MATERIAL FOR THE TASK:
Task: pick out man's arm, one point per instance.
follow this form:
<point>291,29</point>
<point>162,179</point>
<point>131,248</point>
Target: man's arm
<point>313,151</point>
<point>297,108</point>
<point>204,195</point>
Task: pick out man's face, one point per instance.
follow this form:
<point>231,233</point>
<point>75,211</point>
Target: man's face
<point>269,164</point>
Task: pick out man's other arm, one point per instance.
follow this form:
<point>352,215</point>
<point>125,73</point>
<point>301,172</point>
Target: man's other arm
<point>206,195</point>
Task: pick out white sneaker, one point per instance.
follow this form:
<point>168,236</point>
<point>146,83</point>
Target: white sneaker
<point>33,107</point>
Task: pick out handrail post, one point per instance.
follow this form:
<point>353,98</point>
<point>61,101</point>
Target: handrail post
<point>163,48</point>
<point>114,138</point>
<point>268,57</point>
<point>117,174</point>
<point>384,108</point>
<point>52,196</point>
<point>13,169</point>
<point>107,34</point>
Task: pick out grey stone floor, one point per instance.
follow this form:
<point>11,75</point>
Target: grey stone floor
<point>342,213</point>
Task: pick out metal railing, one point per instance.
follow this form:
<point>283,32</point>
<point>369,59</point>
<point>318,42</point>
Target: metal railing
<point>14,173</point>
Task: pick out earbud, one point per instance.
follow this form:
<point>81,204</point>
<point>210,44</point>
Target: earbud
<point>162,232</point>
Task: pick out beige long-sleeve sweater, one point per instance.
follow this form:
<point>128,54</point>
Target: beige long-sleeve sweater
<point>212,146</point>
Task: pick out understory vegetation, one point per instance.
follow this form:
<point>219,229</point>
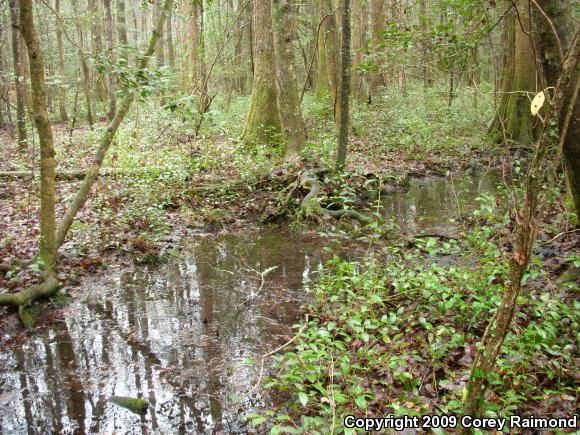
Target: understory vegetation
<point>396,334</point>
<point>431,149</point>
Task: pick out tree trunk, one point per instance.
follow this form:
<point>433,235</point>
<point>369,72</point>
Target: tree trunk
<point>550,53</point>
<point>159,51</point>
<point>196,48</point>
<point>358,45</point>
<point>263,121</point>
<point>343,109</point>
<point>47,247</point>
<point>424,46</point>
<point>327,72</point>
<point>105,142</point>
<point>62,87</point>
<point>527,221</point>
<point>514,120</point>
<point>18,79</point>
<point>111,55</point>
<point>84,65</point>
<point>286,80</point>
<point>97,47</point>
<point>377,27</point>
<point>121,23</point>
<point>169,40</point>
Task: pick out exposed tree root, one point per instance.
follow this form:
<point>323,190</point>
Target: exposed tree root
<point>435,235</point>
<point>24,298</point>
<point>310,207</point>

WHAT YOU ARE ASKED TO DO: In the data, count the lines that include the string "instance", then give that number and nothing more.

ANSWER TO THIS PROBLEM: 12